Prompt: Which lines in the entries below contain the word "small"? Find each one and copy it out in full.

Given records:
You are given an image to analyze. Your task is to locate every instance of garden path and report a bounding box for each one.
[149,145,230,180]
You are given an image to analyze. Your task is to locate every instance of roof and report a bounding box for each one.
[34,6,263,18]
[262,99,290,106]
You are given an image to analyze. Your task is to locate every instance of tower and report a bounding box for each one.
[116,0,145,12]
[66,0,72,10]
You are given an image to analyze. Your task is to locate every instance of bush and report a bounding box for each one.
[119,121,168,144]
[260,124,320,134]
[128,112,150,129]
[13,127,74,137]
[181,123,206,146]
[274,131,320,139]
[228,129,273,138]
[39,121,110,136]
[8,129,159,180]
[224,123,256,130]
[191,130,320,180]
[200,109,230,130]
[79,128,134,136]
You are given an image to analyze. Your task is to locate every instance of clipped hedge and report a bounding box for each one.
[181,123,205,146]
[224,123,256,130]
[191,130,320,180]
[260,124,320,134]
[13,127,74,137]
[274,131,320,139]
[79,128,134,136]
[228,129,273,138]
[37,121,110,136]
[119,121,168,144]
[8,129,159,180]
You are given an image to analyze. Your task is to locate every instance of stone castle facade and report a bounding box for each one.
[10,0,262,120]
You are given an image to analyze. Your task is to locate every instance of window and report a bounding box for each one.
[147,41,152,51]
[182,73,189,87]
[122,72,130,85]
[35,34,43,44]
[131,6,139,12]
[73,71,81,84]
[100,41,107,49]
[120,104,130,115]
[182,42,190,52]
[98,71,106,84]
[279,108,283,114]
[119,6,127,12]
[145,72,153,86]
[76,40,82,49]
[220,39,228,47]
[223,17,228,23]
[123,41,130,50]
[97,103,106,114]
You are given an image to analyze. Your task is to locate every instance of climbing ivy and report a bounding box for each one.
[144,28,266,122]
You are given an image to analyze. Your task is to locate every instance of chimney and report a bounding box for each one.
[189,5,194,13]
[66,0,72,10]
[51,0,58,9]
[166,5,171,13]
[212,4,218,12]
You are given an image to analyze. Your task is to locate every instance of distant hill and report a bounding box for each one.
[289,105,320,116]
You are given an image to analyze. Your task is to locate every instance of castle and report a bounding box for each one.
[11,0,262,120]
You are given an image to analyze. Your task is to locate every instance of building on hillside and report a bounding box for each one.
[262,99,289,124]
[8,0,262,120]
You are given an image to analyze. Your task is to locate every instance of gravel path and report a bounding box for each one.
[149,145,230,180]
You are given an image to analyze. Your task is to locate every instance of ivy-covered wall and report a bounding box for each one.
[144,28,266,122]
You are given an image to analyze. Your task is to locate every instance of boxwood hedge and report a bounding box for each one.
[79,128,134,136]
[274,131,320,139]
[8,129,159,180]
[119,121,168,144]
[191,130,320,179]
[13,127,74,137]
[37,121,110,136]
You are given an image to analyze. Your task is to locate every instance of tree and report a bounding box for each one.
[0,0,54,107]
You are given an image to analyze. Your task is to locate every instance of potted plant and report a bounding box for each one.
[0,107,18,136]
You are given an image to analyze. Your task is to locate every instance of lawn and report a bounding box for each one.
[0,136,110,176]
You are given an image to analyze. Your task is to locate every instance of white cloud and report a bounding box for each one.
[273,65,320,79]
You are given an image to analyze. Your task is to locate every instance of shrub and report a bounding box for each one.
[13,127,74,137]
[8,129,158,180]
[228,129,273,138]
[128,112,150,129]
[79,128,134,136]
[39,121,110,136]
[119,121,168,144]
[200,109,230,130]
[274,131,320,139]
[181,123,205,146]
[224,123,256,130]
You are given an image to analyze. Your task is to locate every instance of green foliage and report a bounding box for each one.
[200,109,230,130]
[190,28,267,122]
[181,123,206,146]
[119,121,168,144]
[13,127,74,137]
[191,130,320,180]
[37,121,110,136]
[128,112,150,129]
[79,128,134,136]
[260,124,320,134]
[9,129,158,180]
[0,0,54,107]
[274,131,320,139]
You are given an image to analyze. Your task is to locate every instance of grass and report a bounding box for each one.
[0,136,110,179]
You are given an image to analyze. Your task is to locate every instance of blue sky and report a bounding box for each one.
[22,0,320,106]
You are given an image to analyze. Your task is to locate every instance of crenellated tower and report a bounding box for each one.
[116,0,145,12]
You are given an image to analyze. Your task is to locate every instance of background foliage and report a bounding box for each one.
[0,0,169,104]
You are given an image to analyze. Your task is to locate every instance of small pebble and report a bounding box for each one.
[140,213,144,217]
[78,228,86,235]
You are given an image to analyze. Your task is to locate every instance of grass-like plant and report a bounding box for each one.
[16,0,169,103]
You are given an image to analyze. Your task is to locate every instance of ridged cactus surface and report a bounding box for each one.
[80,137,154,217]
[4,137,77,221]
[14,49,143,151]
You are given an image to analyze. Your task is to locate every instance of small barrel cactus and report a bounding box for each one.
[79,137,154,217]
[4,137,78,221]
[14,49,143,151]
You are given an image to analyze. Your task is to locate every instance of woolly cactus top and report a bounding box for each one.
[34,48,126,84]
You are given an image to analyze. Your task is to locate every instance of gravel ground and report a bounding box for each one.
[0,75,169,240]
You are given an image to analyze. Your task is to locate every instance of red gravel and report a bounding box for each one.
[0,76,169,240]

Answer below:
You are given an image to analyze. Your task is to locate every instance of small pebble and report a bounding box for each one.
You are given an image to analyze. Your task is to locate every instance of small barrel cactus and report a bounding box for each one.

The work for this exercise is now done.